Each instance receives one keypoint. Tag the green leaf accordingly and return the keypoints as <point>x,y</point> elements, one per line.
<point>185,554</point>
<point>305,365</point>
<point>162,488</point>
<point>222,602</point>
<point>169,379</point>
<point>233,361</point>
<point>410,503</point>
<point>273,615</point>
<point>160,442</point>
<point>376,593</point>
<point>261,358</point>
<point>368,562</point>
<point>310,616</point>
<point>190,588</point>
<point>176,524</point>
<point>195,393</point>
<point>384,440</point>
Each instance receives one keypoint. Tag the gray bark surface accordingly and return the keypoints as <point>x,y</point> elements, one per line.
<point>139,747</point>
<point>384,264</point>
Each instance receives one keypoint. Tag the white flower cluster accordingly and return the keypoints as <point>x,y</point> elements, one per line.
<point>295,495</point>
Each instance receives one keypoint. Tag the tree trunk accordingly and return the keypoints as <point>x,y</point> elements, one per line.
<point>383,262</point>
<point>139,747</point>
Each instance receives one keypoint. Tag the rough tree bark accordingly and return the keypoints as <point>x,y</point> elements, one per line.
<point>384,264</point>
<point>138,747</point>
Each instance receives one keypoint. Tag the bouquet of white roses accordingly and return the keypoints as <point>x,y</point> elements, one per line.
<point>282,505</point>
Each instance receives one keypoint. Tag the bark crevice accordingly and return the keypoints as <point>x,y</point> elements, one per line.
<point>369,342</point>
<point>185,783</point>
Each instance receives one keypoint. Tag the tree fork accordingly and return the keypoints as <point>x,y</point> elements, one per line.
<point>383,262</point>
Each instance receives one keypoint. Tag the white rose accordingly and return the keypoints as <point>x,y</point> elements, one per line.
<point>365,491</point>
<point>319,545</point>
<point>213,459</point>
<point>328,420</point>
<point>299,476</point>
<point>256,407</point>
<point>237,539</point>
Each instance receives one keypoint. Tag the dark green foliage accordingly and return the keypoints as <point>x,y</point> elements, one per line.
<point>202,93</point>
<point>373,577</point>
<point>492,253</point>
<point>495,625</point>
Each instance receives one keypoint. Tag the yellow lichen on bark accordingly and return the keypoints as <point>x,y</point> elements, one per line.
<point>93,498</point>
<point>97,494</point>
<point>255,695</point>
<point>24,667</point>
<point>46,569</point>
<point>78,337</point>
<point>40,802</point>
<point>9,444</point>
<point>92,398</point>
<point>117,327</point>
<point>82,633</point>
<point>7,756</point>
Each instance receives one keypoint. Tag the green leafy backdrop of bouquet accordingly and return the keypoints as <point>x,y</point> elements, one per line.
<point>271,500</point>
+ + +
Reproduce every one of the lines above verbatim, altering nothing.

Each instance receives one keypoint. Tag the green leaf accordingly and return the keypoints as <point>x,y</point> elements, one per line.
<point>185,554</point>
<point>305,365</point>
<point>162,488</point>
<point>222,602</point>
<point>169,379</point>
<point>233,361</point>
<point>410,503</point>
<point>273,615</point>
<point>160,442</point>
<point>376,593</point>
<point>261,358</point>
<point>368,562</point>
<point>310,616</point>
<point>190,588</point>
<point>176,524</point>
<point>195,393</point>
<point>384,440</point>
Each instance receives one keypoint. Tag the gray bark surface accordingly and return the keypoints as <point>x,y</point> elements, one per line.
<point>139,747</point>
<point>384,264</point>
Each instance receives one keypoint. Tag the white flower cluster accordingly and return the keypoints as <point>x,y</point> elements, one per line.
<point>295,495</point>
Each instance receives one keypoint. Tag the tree trunk accordingly and return the keypoints as <point>x,y</point> elements, one per line.
<point>383,262</point>
<point>139,747</point>
Each instance receives one keypoint. Tag the rough tree bark accordingly and return the keypoints as <point>x,y</point> elements, one per line.
<point>384,264</point>
<point>138,747</point>
Each instance receives one keypoint. Tag the bouquet of white roses accordingly and return the keypoints as <point>x,y</point> elements, one per line.
<point>282,505</point>
Each instance receives one keypoint. Tag the bark crevice accordingly and return the keypoints as <point>x,y</point> elements, one per line.
<point>369,342</point>
<point>185,783</point>
Each instance receives one keypoint. Tag the tree fork accordingly and return the keypoints as <point>x,y</point> elements, one per line.
<point>383,262</point>
Each instance receives one keypoint. Tag the white rose accordingly and return the keypoints as <point>x,y</point> elements, one per line.
<point>365,491</point>
<point>319,545</point>
<point>213,459</point>
<point>328,420</point>
<point>299,476</point>
<point>256,407</point>
<point>237,539</point>
Each instance receives one keypoint. Tag the dark green foliage accordingly and return the keypoints as <point>x,y</point> elements, one per line.
<point>202,93</point>
<point>373,577</point>
<point>492,253</point>
<point>495,625</point>
Each instance receives one keypoint. Tag the yellow lichen on bark accordingly and return the keypoints as <point>x,y</point> elements, one per line.
<point>93,498</point>
<point>97,494</point>
<point>255,695</point>
<point>24,667</point>
<point>46,569</point>
<point>78,337</point>
<point>40,802</point>
<point>9,444</point>
<point>92,398</point>
<point>117,327</point>
<point>82,633</point>
<point>7,756</point>
Each instance receives one keypoint. Tag the green leafy backdrop of bouquet accordingly and return the keypoints as <point>x,y</point> elements, one per line.
<point>271,500</point>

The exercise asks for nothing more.